Может быть, слегка поостыв, он даже и простил бы Алексею Николаевичу эту новую его подлую выходку. («Что взять с Алешки»). Но как бы то ни было, в тот момент, когда А.Н. спросил его: «Что же, Марк считает меня подлецом?», он, конечно, не сомневался, что «Марк» именно так и считает. Но ответил: «Что ты, что ты». А Алексей Николаевич, разумеется, только это «что ты! Что ты!» и услышал, и успокоился, услыхав, что подлецом бывшие приятели — ни Марк Александрович, ни Иван Алексеевич его отнюдь не считают.
Вот так же, наверное, и в том, что ему говорил Бунин, он услышал то, что хотелось ему услышать: что тому плохо, что тиражи у него жалкие, что никому он тут, в эмиграции, не нужен и не интересен, — нет и не может быть тут у него своего читателя. Об автомобилях и английских трубках, конечно, речь шла тоже. Бунин из всего, что А.Н. ему твердил, услышал только это, но тот наверняка говорил не только это.
Совершенно очевидно, что в том коротком и по необходимости не шибко вразумительном разговоре ему хотелось утвердиться в своей правоте, и не просто утвердиться, а вот именно Бунину доказать правильность своего выбора, сознание которого основывалось не только на обладании автомобилями и английскими трубками, а прежде всего на том, что он ДОМА, а тот НА ЧУЖБИНЕ. И это НЕПРАВИЛЬНО.
Было ли это его сознание своей правоты, сознание безусловной правильности своего выбора таким уж уверенным?

■ ■ ■ ■ ■

◆ Вопросы и задания
1: Как во фрагменте текста зовут двух бывших приятелей, которые, как услышал Алексей Николаевич, не считают его подлецом?
2: Перечислите по фрагменту текста всё, что Алексей Николаевич услышал в словах Бунина.
3: Перепечатайте отрывок фрагмента текста между словами «Может быть, слегка» и «отнюдь не считают.» включительно.

◆ Исходные данные

■ ■ ■ ■ ■

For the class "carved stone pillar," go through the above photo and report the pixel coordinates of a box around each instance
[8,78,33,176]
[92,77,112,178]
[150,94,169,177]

■ ■ ■ ■ ■

◆ Список ответов
1: Марк Александрович и Иван Алексеевич.

2:
- Тому плохо.
- Тиражи у него жалкие.
- Никому он в эмиграции не нужен и не интересен.
- Нет и не может быть у него там своего читателя.

3:
Может быть, слегка поостыв, он даже и простил бы Алексею Николаевичу эту новую его подлую выходку. («Что взять с Алешки»). Но как бы то ни было, в тот момент, когда А.Н. спросил его: «Что же, Марк считает меня подлецом?», он, конечно, не сомневался, что «Марк» именно так и считает. Но ответил: «Что ты, что ты». А Алексей Николаевич, разумеется, только это «что ты! Что ты!» и услышал, и успокоился, услыхав, что подлецом бывшие приятели — ни Марк Александрович, ни Иван Алексеевич его отнюдь не считают.